Reproduce the records exactly, but not the pictures.

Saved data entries
────────

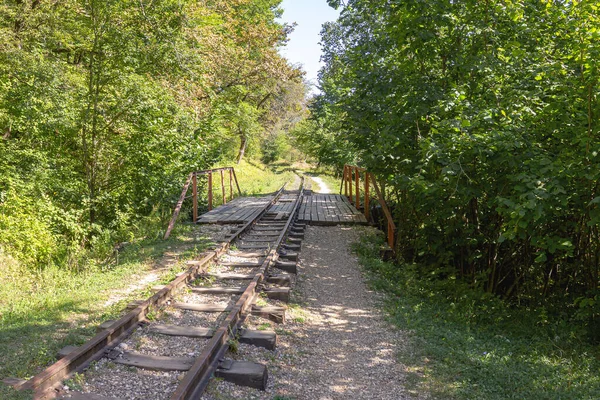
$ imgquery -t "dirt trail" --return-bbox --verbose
[311,176,331,193]
[203,225,417,399]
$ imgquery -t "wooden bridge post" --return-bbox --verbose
[164,172,194,239]
[344,165,349,197]
[208,171,213,211]
[348,167,353,202]
[221,169,226,205]
[192,172,198,222]
[364,172,370,221]
[355,167,360,209]
[232,168,242,196]
[229,168,234,201]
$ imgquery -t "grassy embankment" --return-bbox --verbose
[353,230,600,400]
[268,161,341,193]
[0,159,294,399]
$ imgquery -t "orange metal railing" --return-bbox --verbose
[164,167,241,239]
[341,164,396,250]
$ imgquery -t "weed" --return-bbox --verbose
[353,229,600,400]
[258,322,272,331]
[64,372,85,391]
[227,338,239,354]
[0,384,32,400]
[145,307,158,321]
[192,276,215,287]
[256,297,268,306]
[274,328,293,336]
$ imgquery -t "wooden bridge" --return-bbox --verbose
[165,165,395,248]
[197,192,367,225]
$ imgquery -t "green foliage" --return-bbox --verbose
[353,229,600,400]
[0,222,214,383]
[313,0,600,318]
[0,0,307,274]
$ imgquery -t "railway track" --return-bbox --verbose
[9,184,305,399]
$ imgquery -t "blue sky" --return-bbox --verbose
[277,0,340,91]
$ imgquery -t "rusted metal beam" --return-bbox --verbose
[355,167,360,209]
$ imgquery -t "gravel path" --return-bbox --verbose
[203,225,417,400]
[310,176,331,193]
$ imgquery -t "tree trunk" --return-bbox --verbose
[237,134,247,164]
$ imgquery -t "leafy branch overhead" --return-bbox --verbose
[0,0,307,269]
[299,0,600,327]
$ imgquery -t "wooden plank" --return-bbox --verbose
[266,274,291,286]
[202,272,255,280]
[239,329,277,350]
[251,305,286,323]
[190,286,245,295]
[215,360,268,390]
[264,287,291,302]
[149,324,214,338]
[173,302,231,312]
[219,262,262,268]
[243,234,280,239]
[115,352,195,371]
[241,238,276,243]
[238,244,271,250]
[60,393,123,400]
[229,251,268,258]
[274,261,297,274]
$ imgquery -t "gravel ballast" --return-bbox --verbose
[203,225,418,399]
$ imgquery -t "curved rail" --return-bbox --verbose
[8,185,289,399]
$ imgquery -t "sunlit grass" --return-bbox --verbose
[0,158,298,399]
[352,228,600,400]
[0,222,208,399]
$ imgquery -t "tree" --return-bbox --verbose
[315,0,600,312]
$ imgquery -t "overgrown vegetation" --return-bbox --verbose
[0,0,307,275]
[0,158,294,397]
[296,0,600,339]
[0,222,199,398]
[354,230,600,400]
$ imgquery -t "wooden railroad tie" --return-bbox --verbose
[112,353,268,390]
[274,261,297,274]
[266,274,292,286]
[215,359,268,391]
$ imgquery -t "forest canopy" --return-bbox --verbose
[0,0,306,270]
[296,0,600,331]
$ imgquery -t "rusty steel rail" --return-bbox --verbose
[171,182,304,399]
[165,167,242,239]
[341,164,396,250]
[7,184,288,399]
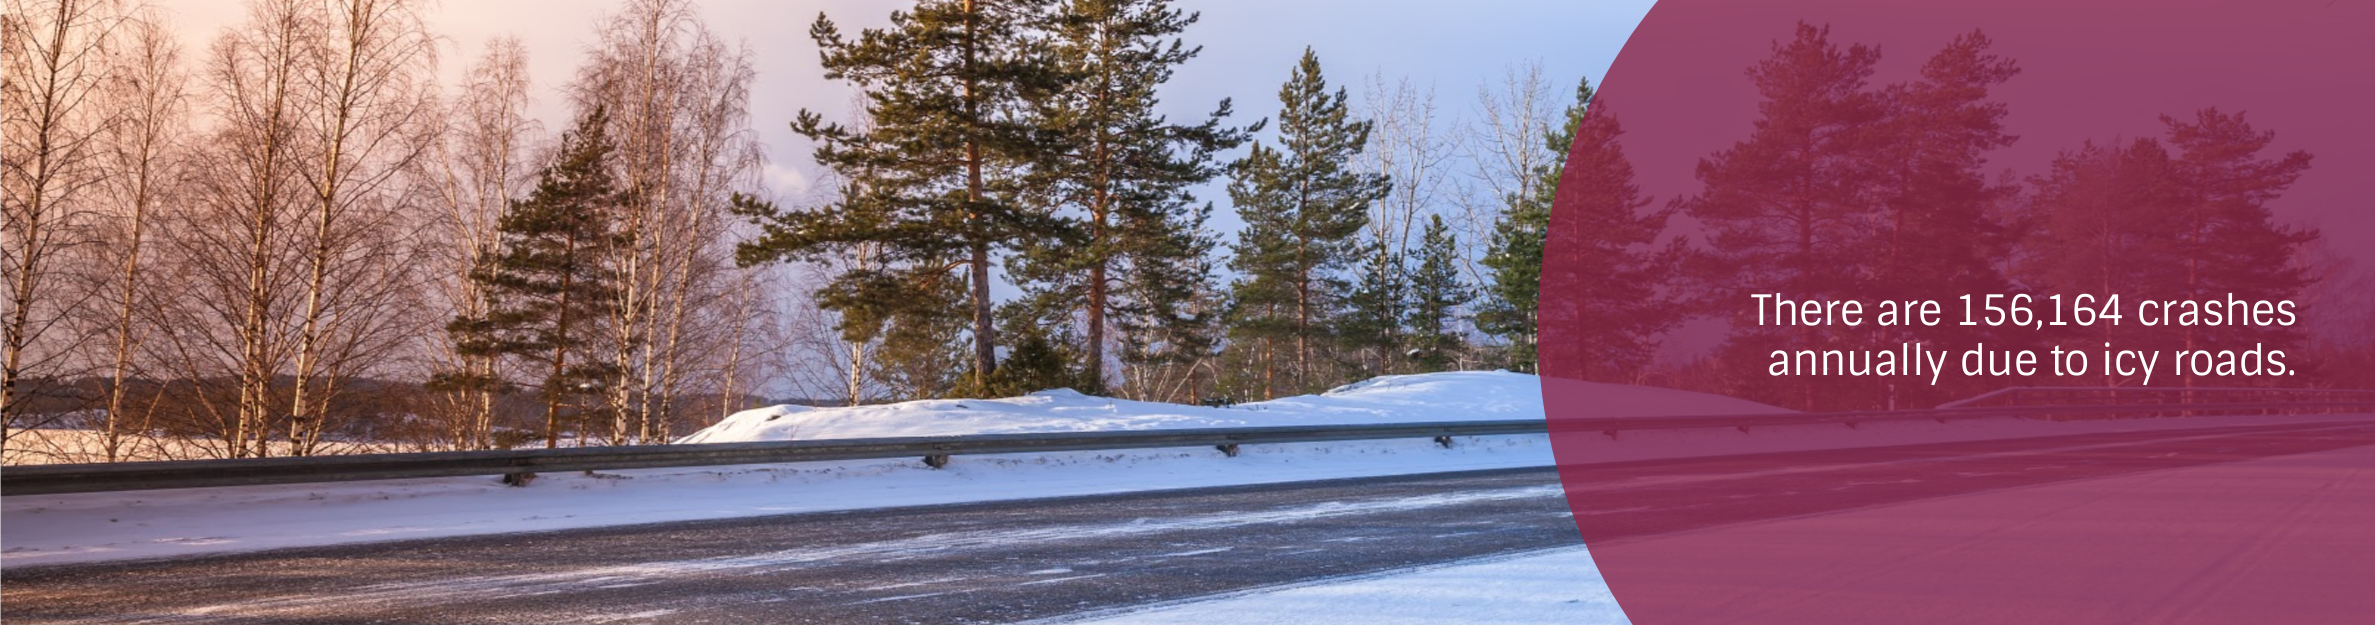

────────

• **RESULT OF THE EXERCISE**:
$ imgquery -t "dirt trail" --return-bbox --verbose
[311,176,331,193]
[203,225,417,399]
$ imgquery -t "wooden bridge post" --return-bbox --verbose
[164,172,194,239]
[344,165,349,197]
[208,171,213,211]
[348,167,353,202]
[221,169,226,205]
[192,172,198,222]
[364,172,370,221]
[355,167,360,209]
[232,168,242,196]
[229,168,234,201]
$ imgquery -t "grassy embankment" --return-bbox --verbose
[353,230,600,400]
[268,161,341,193]
[0,159,294,399]
$ imgquery -t "orange metal railing" --return-bbox --verbose
[164,167,241,239]
[341,164,396,250]
$ imgquery -t "weed" --return-bbox --verbose
[353,229,600,400]
[258,322,272,331]
[64,372,85,391]
[227,338,239,354]
[0,384,32,400]
[145,307,158,321]
[192,276,215,287]
[256,297,268,306]
[274,328,293,336]
$ imgquery -t "wooden bridge" --return-bbox --verbose
[165,165,395,248]
[197,192,367,225]
$ imgquery -t "green foliage" --return-bbox --verbose
[353,229,600,400]
[0,222,214,383]
[313,0,600,318]
[0,0,307,274]
$ imgquery -t "railway track" --return-bbox --verbose
[9,184,305,399]
$ imgquery -t "blue sky" --return-bbox --verbose
[277,0,340,91]
$ imgquery -t "rusted metal beam" --return-bbox --verbose
[355,167,360,209]
$ imgquery -t "gravel path" --return-bbox --verbose
[203,225,417,400]
[310,176,331,193]
$ imgquery -t "tree trunk" --return-bbox --verbose
[237,134,247,164]
$ imgquery -t "leafy branch overhead" --return-bbox --verbose
[0,0,307,269]
[299,0,600,327]
$ imgquery -t "wooden plank" --return-bbox --verbose
[266,274,291,286]
[202,272,255,280]
[239,329,277,350]
[251,305,286,323]
[190,286,245,295]
[215,360,268,390]
[264,287,291,302]
[149,324,214,338]
[173,302,231,312]
[219,262,262,268]
[243,234,280,239]
[115,352,195,371]
[241,238,276,243]
[238,244,271,250]
[60,393,123,400]
[229,251,268,258]
[274,261,297,274]
$ imgquery -t "gravel ballast" --return-bbox --verbose
[203,225,418,399]
$ imgquery -t "curved rail" --return-bbox --verbose
[8,185,289,399]
$ imgquery -t "sunlit grass" --return-bbox --verbose
[0,158,298,399]
[352,228,600,400]
[0,222,208,399]
$ imgquery -t "tree" --return-bbox --verbose
[315,0,600,312]
$ imgquery -t "overgrown vegetation" --return-bbox --verbose
[0,0,307,275]
[0,158,294,397]
[296,0,600,339]
[0,222,199,398]
[354,230,600,400]
$ imgquery -t "wooden railroad tie" --return-bbox --verbose
[112,353,268,390]
[274,261,297,274]
[266,274,292,286]
[215,359,268,391]
$ imgquery -t "forest canopy" --return-bbox --verbose
[0,0,306,270]
[296,0,600,331]
$ imgquery -t "rusty steel rail" --return-bbox --verbose
[171,182,304,399]
[165,167,242,239]
[341,164,396,250]
[7,184,288,399]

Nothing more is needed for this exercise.